WORK TO BE COMPLETED: Place every line of the items below into a Markdown table with the columns Row and Line, numbering the rows in order and skipping blank lines.

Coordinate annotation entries
=======

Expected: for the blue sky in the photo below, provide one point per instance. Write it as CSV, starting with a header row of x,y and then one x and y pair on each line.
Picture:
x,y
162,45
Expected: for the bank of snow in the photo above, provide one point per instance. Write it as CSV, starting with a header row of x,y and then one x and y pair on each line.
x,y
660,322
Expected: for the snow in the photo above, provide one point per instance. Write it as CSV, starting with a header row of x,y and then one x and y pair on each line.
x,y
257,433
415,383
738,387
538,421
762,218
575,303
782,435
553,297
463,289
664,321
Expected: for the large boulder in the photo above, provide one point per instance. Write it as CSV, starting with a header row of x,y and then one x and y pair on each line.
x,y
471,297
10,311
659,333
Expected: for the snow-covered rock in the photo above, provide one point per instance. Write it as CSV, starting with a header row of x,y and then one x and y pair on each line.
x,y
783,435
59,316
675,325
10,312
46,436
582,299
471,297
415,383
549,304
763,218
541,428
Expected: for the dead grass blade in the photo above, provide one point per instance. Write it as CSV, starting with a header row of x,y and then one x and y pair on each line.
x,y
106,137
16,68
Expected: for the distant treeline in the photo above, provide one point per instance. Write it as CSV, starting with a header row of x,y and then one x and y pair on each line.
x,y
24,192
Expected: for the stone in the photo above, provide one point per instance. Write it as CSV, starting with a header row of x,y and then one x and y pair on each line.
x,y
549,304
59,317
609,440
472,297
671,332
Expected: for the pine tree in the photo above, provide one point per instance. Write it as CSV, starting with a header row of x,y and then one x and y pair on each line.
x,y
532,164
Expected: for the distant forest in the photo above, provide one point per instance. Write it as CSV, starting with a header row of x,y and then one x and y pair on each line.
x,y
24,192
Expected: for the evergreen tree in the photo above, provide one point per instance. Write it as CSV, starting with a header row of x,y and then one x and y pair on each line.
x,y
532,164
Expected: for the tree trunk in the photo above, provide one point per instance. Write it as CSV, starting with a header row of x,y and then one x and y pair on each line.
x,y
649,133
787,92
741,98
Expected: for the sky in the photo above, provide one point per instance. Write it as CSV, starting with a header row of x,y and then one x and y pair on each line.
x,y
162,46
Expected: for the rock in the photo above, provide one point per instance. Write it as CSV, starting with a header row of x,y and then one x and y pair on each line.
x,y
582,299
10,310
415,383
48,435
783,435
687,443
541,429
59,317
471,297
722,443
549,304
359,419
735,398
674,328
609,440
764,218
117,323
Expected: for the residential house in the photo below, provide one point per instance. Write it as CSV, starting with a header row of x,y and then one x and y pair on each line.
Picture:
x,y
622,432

=======

EXERCISE SOLUTION:
| Row | Line |
|---|---|
| 1 | Expected: for the blue sky in the photo below, provide one point per instance. Write it as CSV, starting with a header row of x,y and then one x and y pair on each line. |
| 2 | Picture: |
| 3 | x,y |
| 4 | 162,45 |
| 5 | Expected: for the bank of snow in the photo above, provide one point per instance. Write it as CSV, starting with a header row of x,y and then one x and y pair on each line. |
| 6 | x,y |
| 7 | 660,322 |
| 8 | Expected: for the snow in the photo above, provide one point per instance. Write it as CSV, starting with a header row of x,y and then one x and y pair on each line. |
| 9 | x,y |
| 10 | 257,433 |
| 11 | 415,383 |
| 12 | 738,387 |
| 13 | 538,421 |
| 14 | 762,218 |
| 15 | 575,303 |
| 16 | 782,435 |
| 17 | 553,297 |
| 18 | 463,289 |
| 19 | 664,321 |
| 20 | Expected: for the large boulder in the photo above, provide one point per instance. Write it as CSV, starting with a header row of x,y and then one x and y pair on each line. |
| 21 | x,y |
| 22 | 471,297 |
| 23 | 10,311 |
| 24 | 659,333 |
| 25 | Expected: for the snow-covered rock in the photo above, provide one point per instance. Write it as CSV, starting with a header row of x,y and then one x and y pair on each line. |
| 26 | x,y |
| 27 | 783,435 |
| 28 | 59,316 |
| 29 | 675,325 |
| 30 | 10,312 |
| 31 | 46,436 |
| 32 | 582,299 |
| 33 | 471,297 |
| 34 | 415,383 |
| 35 | 549,304 |
| 36 | 763,218 |
| 37 | 541,428 |
| 38 | Expected: for the dead grass blade in the photo above, provide one point per instance. Write it as CSV, starting with a header row of x,y and then one x and y pair on each line. |
| 39 | x,y |
| 40 | 106,137 |
| 41 | 16,68 |
| 42 | Expected: for the distant treeline in the photo above, provide one point per instance. Write it as CSV, starting with a header row of x,y and then one x and y pair on each line. |
| 43 | x,y |
| 44 | 24,192 |
| 45 | Expected: for the stone in the photo above, provide one point per instance. Write it as CSV, starting with a header row of x,y and then one x and y pair on each line. |
| 46 | x,y |
| 47 | 549,304 |
| 48 | 59,317 |
| 49 | 609,440 |
| 50 | 472,297 |
| 51 | 671,332 |
| 52 | Expected: for the pine tree in the photo above, provide one point per instance. Write it as CSV, starting with a header row of x,y and then one x and y pair on each line. |
| 53 | x,y |
| 54 | 532,164 |
| 55 | Expected: for the distant forest in the photo above, provide one point per instance. Write it as CSV, starting with a header row of x,y and then one x and y pair on each line. |
| 56 | x,y |
| 57 | 24,192 |
| 58 | Expected: for the evergreen tree in the photo above, provide one point per instance. Write it as CSV, starting with a header row of x,y and then one x and y pair on each line. |
| 59 | x,y |
| 60 | 532,164 |
| 61 | Expected: for the tree trunk in the photo above, provide one point per instance. Write it as CSV, starting with a header row of x,y and then one x and y pair on each line. |
| 62 | x,y |
| 63 | 649,133 |
| 64 | 787,92 |
| 65 | 741,98 |
| 66 | Expected: for the sky in the photo above, provide one point per instance. Write it as CSV, starting with a header row of x,y and then one x and y pair on each line. |
| 67 | x,y |
| 68 | 162,46 |
| 69 | Expected: for the rock in the photo above, provide one point per instance. Write it as CSV, starting with a header row of x,y and then one x and y pair on each line. |
| 70 | x,y |
| 71 | 582,299 |
| 72 | 10,310 |
| 73 | 415,383 |
| 74 | 48,435 |
| 75 | 783,435 |
| 76 | 687,443 |
| 77 | 541,429 |
| 78 | 59,317 |
| 79 | 471,297 |
| 80 | 722,443 |
| 81 | 549,304 |
| 82 | 359,419 |
| 83 | 735,398 |
| 84 | 674,328 |
| 85 | 609,440 |
| 86 | 764,218 |
| 87 | 117,323 |
| 88 | Expected: for the residential house in the photo below, provide one point per instance. Write it as CSV, starting with a header row of x,y and then one x and y pair on each line. |
| 89 | Picture: |
| 90 | x,y |
| 91 | 622,432 |